Stated exercise:
Please put each line of the listing below into a numbered list, omitting blank lines. Leave the pictures out.
***** Rows *****
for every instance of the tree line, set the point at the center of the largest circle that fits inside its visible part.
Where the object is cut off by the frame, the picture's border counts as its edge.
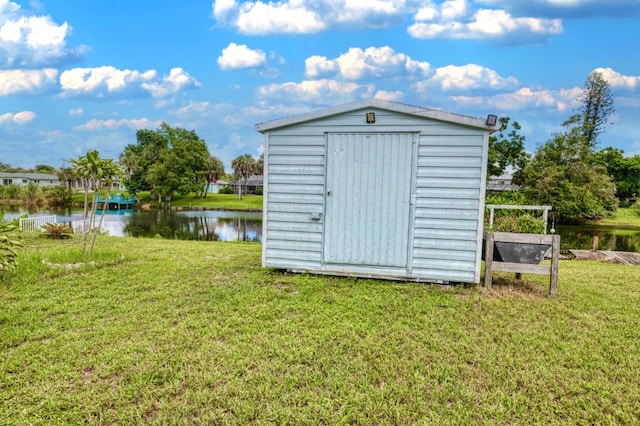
(569, 171)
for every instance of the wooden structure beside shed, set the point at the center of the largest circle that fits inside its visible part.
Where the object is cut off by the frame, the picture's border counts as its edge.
(376, 189)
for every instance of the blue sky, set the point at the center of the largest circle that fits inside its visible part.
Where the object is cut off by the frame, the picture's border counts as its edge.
(85, 74)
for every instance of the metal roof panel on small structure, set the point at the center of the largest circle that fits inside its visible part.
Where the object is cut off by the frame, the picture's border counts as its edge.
(434, 114)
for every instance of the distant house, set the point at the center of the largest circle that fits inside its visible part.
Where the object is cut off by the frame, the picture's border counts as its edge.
(253, 182)
(502, 183)
(215, 187)
(24, 179)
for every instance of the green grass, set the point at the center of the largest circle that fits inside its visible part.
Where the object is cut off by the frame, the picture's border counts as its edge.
(178, 332)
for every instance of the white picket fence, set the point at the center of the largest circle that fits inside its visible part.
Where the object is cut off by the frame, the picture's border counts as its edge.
(32, 224)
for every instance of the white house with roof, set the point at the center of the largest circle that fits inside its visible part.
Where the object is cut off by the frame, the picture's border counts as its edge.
*****
Full response:
1. for every instance of the tree line, set the point at the center of the largest circle that fits inside its visible part.
2. Where the object is cut off by the frame, the picture's border counts as its edge.
3. (569, 171)
4. for every instance of the wooden structure beside shed, set the point at the center of the largest circle that fits inside its visible part.
5. Where the object is cut off by the frame, the picture's border counts as its edge.
6. (376, 189)
7. for every instance of the blue sky, set the point at the center of the largest circle that fits inside its visible part.
8. Where the object is cut off by the frame, the picture's border counts as its edge.
9. (85, 74)
10. for every instance of the metal roof panel on small structure, set the point at the center of the largest circle that fits inside its visible part.
11. Where the object is cut off by the frame, the picture's border counts as its edge.
12. (434, 114)
13. for every instance of the distant house, set the point at the center of the largest circle that fits inside its visible part.
14. Where the object is cut off by the frame, the picture's border counts as its edge.
15. (253, 182)
16. (502, 183)
17. (215, 187)
18. (24, 179)
19. for every instance of the green grass, set the point at the center of the largest circle that fits inside its visible part.
20. Where the object is cut off by the frame, the picture's border counts as its edge.
21. (178, 332)
22. for every instance of the white picket fence, set the point at the center of the largest circle that fits inside its visible part.
23. Where the object is cut off by the frame, the picture's border counts as its edge.
24. (32, 224)
25. for every instance of the white house with roof, set the point at the center of the largest circle that fits inside its visible part.
26. Where the object is cut off by the frame, the picture's border counts as its edge.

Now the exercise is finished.